▶ Текст:
>>>

Шухрат Ганиев: Свой взгляд на узбекскую правозащиту
На фото: Один из пикетов узбекских правозащитников на центральной площади Ташкента в 2010 году
Проведенный в регионах Узбекистана Гуманитарным правовым центром (Бухара) опрос на тему «как граждане представляют себе образ независимого узбекского правозащитника», показал, что семьдесят четыре процента респондентов, в основном молодежь, не видят никакой разницы между правозащитниками и коррумпированными чиновниками системы. Свой взгляд на историю узбекской правозащиты и ее сегодняшнее состояние представляет директор бухарского Гуманитарного правового центра, координатор Центральноазиатской сети по защите правозащитников Шухрат Ганиев.
«В общественной жизни узбекских гражданских активистов правозащитники изначально играли определенную роль, привлекая внимание общественности уже тем, что в весьма неоднозначных условиях авторитарного правления, рискуя своей безопасностью, выполняли миссию защиты граждан, - говорит Ганиев. - Причем, их возглавляли харизматичные лидеры, проповедующие основные принципы прав человека и способные противостоять несправедливости системы. Что же произошло? Почему столь поблек героический образ наших гражданских лидеров? Начнем с того, что сегодня сложно назвать движением инициативы отдельных граждан или групп, направленные на защиту прав человека или мониторинг их нарушений».
Становление и упадок
Пережив взлеты и падения, связанные с различными обстоятельствами, гражданское сообщество в Узбекистане, на взгляд независимого эксперта, в настоящее время представляет собой «весьма аморфную массу, в которой сложено все, что можно отнести лишь к понятию еще формирующейся гражданской позиции членов общества».

<<<

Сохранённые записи

>>>

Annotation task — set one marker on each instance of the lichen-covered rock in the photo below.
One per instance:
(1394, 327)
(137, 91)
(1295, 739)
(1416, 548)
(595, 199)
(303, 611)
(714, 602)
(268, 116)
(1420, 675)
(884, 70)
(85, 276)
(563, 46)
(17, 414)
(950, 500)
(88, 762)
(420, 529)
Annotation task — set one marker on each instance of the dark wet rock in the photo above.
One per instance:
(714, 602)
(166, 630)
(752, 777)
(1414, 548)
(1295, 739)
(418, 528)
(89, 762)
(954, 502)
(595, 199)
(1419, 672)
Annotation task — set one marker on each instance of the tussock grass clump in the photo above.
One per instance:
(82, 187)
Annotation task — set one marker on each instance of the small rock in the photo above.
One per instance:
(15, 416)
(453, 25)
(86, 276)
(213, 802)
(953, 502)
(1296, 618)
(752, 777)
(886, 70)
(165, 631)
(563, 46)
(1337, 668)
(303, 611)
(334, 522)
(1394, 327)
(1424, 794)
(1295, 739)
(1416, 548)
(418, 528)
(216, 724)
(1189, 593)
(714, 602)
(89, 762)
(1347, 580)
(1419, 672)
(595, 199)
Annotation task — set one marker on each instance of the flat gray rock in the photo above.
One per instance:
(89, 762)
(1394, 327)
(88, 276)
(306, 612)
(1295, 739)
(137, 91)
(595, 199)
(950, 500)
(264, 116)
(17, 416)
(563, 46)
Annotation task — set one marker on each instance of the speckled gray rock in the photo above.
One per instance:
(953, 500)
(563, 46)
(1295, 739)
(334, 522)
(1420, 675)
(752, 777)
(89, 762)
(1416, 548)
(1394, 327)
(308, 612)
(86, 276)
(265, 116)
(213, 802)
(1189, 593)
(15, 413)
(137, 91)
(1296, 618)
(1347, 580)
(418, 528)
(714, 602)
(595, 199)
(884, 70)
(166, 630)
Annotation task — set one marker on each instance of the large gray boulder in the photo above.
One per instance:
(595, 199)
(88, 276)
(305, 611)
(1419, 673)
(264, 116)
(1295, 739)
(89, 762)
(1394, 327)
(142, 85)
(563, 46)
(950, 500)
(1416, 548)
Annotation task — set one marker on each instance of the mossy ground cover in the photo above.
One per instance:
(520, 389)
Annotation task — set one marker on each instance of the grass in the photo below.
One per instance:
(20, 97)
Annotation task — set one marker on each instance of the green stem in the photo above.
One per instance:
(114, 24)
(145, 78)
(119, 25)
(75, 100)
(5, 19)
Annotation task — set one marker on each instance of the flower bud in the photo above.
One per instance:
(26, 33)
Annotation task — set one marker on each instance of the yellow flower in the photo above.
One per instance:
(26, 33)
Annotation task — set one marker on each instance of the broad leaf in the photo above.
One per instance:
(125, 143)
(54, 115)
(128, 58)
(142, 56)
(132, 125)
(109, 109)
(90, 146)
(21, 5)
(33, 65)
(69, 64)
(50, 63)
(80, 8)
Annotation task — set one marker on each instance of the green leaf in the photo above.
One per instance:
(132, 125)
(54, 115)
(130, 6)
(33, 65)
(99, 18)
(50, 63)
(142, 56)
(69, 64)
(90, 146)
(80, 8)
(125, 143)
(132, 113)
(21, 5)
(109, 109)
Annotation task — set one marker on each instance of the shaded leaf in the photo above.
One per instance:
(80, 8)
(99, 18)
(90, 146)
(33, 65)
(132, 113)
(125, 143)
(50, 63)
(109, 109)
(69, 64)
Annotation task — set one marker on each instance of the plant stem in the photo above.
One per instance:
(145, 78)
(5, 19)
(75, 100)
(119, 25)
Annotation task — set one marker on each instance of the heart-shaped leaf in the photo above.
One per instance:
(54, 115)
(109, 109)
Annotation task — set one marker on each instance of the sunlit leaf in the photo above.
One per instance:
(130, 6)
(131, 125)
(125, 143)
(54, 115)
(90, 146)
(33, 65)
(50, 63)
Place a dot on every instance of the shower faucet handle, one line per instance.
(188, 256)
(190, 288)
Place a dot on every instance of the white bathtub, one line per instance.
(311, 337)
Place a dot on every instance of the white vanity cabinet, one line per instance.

<<<

▶ Задания:
A. Выведите из текста об узбекской правозащите фрагмент от слов «Шухрат Ганиев: Свой» до слов «правозащитников Шухрат Ганиев.» включительно.
B. Какая доля респондентов опроса, согласно тексту об узбекской правозащите, не видит никакой разницы между правозащитниками и коррумпированными чиновниками системы?

▶ Ожидаемые ответы:
A.
Шухрат Ганиев: Свой взгляд на узбекскую правозащиту
На фото: Один из пикетов узбекских правозащитников на центральной площади Ташкента в 2010 году
Проведенный в регионах Узбекистана Гуманитарным правовым центром (Бухара) опрос на тему «как граждане представляют себе образ независимого узбекского правозащитника», показал, что семьдесят четыре процента респондентов, в основном молодежь, не видят никакой разницы между правозащитниками и коррумпированными чиновниками системы. Свой взгляд на историю узбекской правозащиты и ее сегодняшнее состояние представляет директор бухарского Гуманитарного правового центра, координатор Центральноазиатской сети по защите правозащитников Шухрат Ганиев.

B. Семьдесят четыре процента.